ASSIGNED TASK: Give back, unchanged, the lines from the one containing "Phrase: gray plaster wall" to the end of the listing, inclusive of both.

TASK INPUTS:
-- Opening Marker --
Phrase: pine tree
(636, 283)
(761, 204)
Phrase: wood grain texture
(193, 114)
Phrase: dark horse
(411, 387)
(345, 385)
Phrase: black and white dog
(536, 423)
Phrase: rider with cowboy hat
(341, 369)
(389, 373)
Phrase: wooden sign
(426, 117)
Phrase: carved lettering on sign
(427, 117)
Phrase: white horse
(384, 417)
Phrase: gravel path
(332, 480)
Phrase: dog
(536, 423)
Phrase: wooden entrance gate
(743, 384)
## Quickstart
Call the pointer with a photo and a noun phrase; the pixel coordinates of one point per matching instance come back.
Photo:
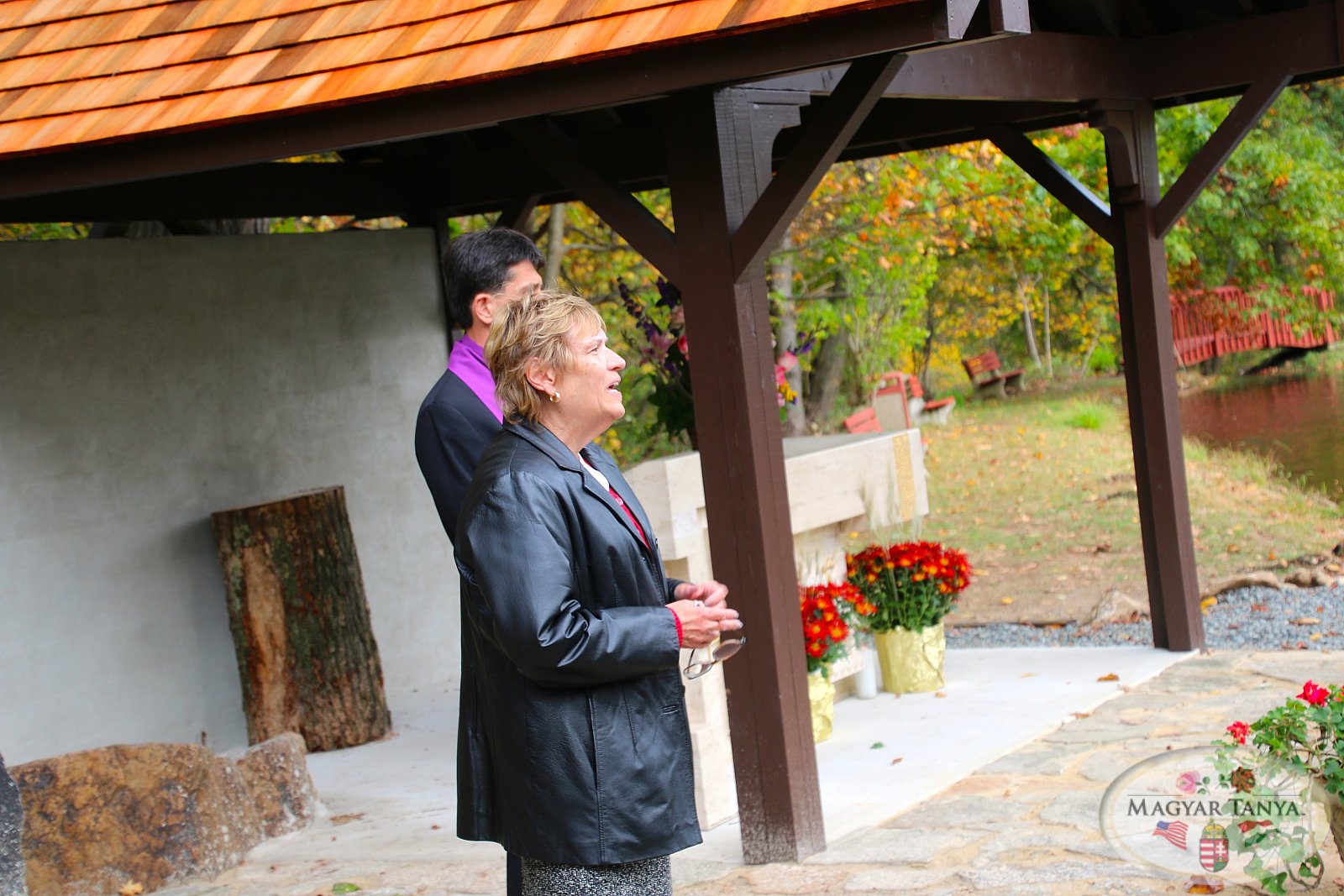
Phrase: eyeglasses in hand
(718, 653)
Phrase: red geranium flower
(1314, 694)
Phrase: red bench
(996, 382)
(900, 403)
(864, 421)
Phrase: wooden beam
(956, 19)
(1062, 186)
(1218, 60)
(746, 496)
(1216, 150)
(1010, 16)
(815, 42)
(815, 152)
(1147, 342)
(1005, 16)
(555, 152)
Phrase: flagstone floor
(991, 794)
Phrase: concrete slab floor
(390, 806)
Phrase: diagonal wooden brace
(1214, 155)
(554, 150)
(815, 152)
(1061, 184)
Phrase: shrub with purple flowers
(665, 356)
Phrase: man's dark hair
(479, 262)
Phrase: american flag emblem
(1173, 832)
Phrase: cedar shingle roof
(76, 71)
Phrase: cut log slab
(11, 836)
(299, 616)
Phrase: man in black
(460, 417)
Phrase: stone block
(156, 813)
(275, 774)
(11, 836)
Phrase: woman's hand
(702, 625)
(714, 594)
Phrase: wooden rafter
(1062, 186)
(555, 152)
(816, 149)
(1216, 150)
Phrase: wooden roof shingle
(77, 71)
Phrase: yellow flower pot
(911, 661)
(822, 694)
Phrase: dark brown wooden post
(1146, 331)
(714, 181)
(306, 649)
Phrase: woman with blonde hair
(575, 750)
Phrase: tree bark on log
(297, 610)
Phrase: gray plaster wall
(148, 383)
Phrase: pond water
(1297, 419)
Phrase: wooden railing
(1221, 322)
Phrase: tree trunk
(824, 382)
(1050, 355)
(1028, 325)
(297, 610)
(781, 275)
(13, 879)
(554, 246)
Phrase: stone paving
(1025, 824)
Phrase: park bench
(864, 421)
(996, 383)
(900, 403)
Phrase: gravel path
(1245, 620)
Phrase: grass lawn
(1039, 490)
-- Closing Marker --
THE COMPLETED TASK:
Phrase: gray plaster wall
(148, 383)
Phrase: pond water
(1297, 419)
Phrase: wooden railing
(1221, 322)
Phrase: tree trunk
(824, 382)
(1050, 355)
(1028, 325)
(297, 610)
(781, 275)
(13, 879)
(554, 246)
Phrase: stone paving
(1025, 824)
Phrase: park bench
(864, 421)
(996, 383)
(900, 403)
Phrase: gravel path
(1245, 620)
Phrase: grass lawn
(1039, 490)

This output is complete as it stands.